→ **Selected extract**:
It appeared as if Jeff had told Lisa about several threats Ed George had made to him. “But I don’t think they happened recently,” she had explained to Williams. In any event, the reason Jeff gave Lisa for the end of his relationship with Cynthia, detectives knew, was another lie. Jeff explained to Lisa that Cynthia had been “too controlling.” Because of her obsession with having power over the relationship, Jeff claimed, he couldn’t “go anywhere—not even on a family vacation—without Cindy following [him] around.”

According to many other sources, it was Cynthia who had ended the affair, not Jeff. And it was Cynthia who couldn’t go anywhere without Jeff badgering her and following her and begging her to take him back. Jeff had become, in effect, a nuisance in Cynthia’s life.

By the same token, Jeff told Lisa he owned several horses. Taking it further, when Lisa asked him where he kept the horses, Jeff stated, “At home. I have a large barn…. I have black guys working for me obtaining semen from the horses for breeding.” Jeff also told Lisa his vending business was “connected to the mafia.”

→ **Dataset entries**:
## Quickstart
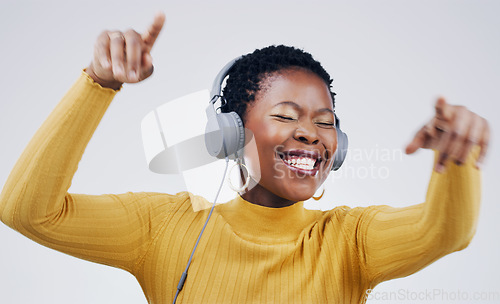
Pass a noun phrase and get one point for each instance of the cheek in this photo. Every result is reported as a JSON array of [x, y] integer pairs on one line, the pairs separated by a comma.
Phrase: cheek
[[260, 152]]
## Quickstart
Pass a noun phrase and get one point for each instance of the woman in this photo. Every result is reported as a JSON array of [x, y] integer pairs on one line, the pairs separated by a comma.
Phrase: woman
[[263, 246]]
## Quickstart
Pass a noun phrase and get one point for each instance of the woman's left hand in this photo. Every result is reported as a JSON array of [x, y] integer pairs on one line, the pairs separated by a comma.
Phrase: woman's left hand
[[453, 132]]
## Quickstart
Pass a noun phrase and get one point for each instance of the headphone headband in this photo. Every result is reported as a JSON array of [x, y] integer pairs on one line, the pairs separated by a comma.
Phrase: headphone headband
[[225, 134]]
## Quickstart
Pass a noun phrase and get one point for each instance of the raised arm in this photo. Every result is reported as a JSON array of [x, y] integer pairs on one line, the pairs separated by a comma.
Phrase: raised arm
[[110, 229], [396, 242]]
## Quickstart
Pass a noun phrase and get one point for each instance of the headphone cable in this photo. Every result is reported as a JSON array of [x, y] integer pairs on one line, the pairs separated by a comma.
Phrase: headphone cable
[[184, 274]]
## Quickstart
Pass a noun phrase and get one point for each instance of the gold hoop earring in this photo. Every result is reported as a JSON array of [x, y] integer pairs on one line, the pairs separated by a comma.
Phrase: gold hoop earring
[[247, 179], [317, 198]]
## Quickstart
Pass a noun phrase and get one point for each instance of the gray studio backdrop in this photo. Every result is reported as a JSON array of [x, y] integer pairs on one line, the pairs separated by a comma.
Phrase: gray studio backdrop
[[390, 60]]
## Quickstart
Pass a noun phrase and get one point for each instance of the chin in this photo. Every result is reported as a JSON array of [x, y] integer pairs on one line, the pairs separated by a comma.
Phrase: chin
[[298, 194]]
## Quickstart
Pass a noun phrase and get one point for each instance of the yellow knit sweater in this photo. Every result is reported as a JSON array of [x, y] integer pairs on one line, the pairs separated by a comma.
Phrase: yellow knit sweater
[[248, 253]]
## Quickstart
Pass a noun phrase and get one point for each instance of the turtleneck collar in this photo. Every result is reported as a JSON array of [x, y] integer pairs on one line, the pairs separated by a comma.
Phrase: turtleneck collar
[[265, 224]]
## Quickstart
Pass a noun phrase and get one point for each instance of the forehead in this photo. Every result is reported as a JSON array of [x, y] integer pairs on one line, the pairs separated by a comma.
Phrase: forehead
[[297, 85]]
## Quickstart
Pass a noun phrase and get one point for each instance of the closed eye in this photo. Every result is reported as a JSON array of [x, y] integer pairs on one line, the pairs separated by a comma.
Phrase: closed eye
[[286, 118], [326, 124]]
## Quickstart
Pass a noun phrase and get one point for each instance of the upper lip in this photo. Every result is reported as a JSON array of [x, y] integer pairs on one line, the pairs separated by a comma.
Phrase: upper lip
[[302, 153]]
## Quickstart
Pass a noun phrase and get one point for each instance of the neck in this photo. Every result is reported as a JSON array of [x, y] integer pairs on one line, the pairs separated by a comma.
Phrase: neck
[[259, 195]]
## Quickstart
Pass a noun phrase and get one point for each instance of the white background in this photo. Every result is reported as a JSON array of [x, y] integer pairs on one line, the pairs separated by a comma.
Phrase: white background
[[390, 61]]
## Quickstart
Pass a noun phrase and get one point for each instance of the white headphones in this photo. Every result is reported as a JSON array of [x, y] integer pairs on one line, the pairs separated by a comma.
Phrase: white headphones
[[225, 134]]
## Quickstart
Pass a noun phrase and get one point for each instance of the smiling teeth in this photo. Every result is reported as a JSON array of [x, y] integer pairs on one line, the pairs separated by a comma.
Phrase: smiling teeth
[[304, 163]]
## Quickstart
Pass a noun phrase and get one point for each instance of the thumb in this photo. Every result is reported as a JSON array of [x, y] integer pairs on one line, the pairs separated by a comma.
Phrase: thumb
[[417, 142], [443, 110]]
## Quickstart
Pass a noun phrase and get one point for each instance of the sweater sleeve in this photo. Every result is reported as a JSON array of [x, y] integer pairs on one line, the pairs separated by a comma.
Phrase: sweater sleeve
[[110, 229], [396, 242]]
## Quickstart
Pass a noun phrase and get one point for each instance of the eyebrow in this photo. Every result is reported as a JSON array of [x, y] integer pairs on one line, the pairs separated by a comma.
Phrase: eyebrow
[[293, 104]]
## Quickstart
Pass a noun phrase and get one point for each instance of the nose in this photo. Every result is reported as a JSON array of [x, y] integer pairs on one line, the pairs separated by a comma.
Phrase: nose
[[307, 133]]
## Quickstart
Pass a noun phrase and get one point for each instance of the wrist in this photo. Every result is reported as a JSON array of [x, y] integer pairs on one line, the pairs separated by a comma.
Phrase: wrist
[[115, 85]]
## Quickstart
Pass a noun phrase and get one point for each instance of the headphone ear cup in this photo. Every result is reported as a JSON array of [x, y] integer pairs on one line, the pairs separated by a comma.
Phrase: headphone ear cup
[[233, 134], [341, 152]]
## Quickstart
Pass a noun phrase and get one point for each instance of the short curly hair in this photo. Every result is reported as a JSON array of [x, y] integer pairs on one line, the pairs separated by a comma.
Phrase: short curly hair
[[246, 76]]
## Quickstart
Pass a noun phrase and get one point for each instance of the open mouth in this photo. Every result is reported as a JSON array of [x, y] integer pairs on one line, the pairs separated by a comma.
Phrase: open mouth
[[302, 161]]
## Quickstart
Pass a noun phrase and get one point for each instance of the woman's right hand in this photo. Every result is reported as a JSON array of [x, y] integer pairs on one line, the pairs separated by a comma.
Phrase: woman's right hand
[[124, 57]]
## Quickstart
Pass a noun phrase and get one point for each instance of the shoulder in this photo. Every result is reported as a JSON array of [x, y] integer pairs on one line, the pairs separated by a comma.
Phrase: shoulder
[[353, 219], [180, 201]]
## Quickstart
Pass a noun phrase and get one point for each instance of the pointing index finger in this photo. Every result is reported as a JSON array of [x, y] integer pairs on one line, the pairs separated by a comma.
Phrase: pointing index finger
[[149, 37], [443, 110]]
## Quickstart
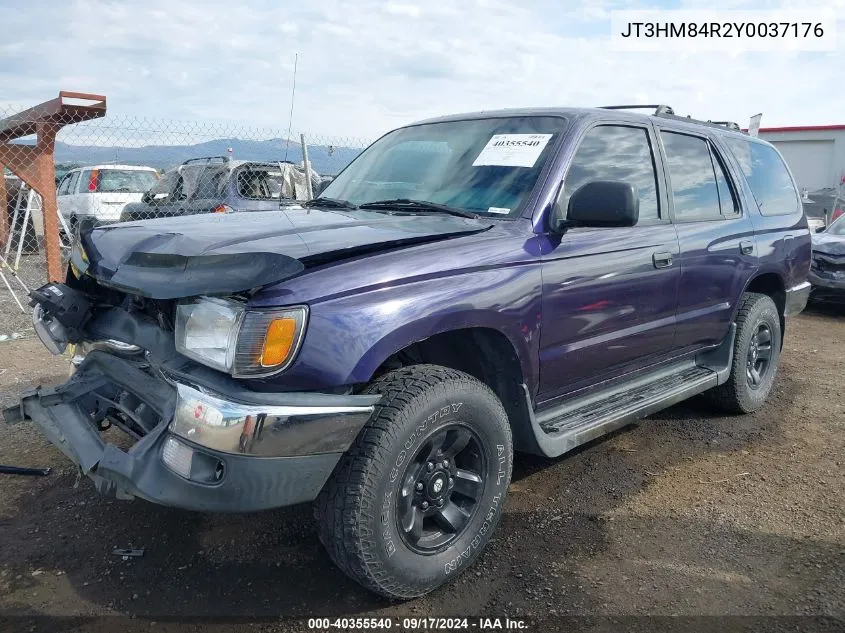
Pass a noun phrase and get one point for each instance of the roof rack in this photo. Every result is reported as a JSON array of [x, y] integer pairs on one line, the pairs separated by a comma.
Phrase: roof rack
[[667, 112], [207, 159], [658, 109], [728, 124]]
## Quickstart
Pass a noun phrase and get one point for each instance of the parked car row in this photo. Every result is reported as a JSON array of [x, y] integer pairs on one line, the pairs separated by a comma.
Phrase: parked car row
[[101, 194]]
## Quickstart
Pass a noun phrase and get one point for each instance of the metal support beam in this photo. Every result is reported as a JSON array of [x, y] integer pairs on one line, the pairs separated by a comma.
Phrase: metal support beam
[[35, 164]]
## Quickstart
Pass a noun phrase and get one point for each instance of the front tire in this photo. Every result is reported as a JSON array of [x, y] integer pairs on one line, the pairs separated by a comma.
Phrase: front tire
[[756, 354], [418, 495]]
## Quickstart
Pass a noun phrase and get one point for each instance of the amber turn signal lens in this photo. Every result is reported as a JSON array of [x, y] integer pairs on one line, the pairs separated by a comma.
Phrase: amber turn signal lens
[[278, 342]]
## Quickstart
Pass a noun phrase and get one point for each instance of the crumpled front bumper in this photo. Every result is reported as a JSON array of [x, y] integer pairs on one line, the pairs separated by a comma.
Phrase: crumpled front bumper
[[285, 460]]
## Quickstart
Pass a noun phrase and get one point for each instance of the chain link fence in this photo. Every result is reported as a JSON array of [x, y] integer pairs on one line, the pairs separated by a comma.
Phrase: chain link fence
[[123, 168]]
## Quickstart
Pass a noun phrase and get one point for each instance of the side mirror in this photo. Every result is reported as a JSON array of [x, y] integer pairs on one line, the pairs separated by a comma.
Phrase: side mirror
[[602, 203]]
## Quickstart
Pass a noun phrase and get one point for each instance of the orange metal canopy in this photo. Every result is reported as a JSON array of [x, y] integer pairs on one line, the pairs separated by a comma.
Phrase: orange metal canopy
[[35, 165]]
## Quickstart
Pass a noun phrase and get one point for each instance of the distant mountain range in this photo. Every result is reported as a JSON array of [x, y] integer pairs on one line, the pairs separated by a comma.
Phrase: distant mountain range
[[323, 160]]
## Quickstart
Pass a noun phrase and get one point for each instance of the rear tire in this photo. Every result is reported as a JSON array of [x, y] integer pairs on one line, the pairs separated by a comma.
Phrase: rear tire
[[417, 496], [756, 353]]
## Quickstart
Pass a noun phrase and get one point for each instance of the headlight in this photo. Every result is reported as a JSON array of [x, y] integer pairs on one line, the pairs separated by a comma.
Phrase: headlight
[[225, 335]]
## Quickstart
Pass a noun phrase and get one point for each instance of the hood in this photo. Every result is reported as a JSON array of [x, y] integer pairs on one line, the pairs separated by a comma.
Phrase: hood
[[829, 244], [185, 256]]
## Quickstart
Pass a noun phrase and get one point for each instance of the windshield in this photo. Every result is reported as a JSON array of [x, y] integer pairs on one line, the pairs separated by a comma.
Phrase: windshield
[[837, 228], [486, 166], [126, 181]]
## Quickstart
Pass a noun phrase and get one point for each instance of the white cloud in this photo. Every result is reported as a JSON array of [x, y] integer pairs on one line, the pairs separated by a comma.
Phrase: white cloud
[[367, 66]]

→ **Prompt A**: Recast the paragraph of the excerpt about Jeff and Lisa that begins "By the same token, Jeff told Lisa" as a short bulleted list of its main facts.
→ **Prompt B**: Resume the excerpt about Jeff's statements to Lisa, starting after its final sentence.
The rows have no connection to the text.

→ **Answer area A**:
- Jeff told Lisa he owned several horses.
- When Lisa asked where he kept them, he said they were at his home, where he had a large barn.
- He claimed that black men worked for him collecting semen from the horses for breeding.
- He also told Lisa that his vending business was "connected to the mafia."

→ **Answer area B**:
At one point while they were in Vegas, Jeff wanted to call Ashton and have Lisa speak to him. “We talked about something more permanent,” she explained. Jeff wanted Lisa to get to know his son. When she resisted, feeling as though talking to the boy would be crossing a line, Jeff changed the subject and showed her photographs of his time in the Israeli Army.

During what Lisa described as an “intimate moment” one night, Lisa and Jeff started talking about safe sex. “Great,” Jeff said when she asked him about his sexual history, “does this mean I’ll have to get tested again?”

“What do you mean by that?” Lisa wanted to know.

“I just upped my life insurance to one million dollars,” Jeff said, “and they made me get tested.”

Williams wrote in her report of the interview that she had asked Lisa if Bonnie knew about the life insurance. It was critical, perhaps one of the most vital questions to date. If Bonnie knew, it certainly pushed her to the front of what was becoming a smaller pool of suspects.

“I assumed Bonnie knew,” Lisa told Williams.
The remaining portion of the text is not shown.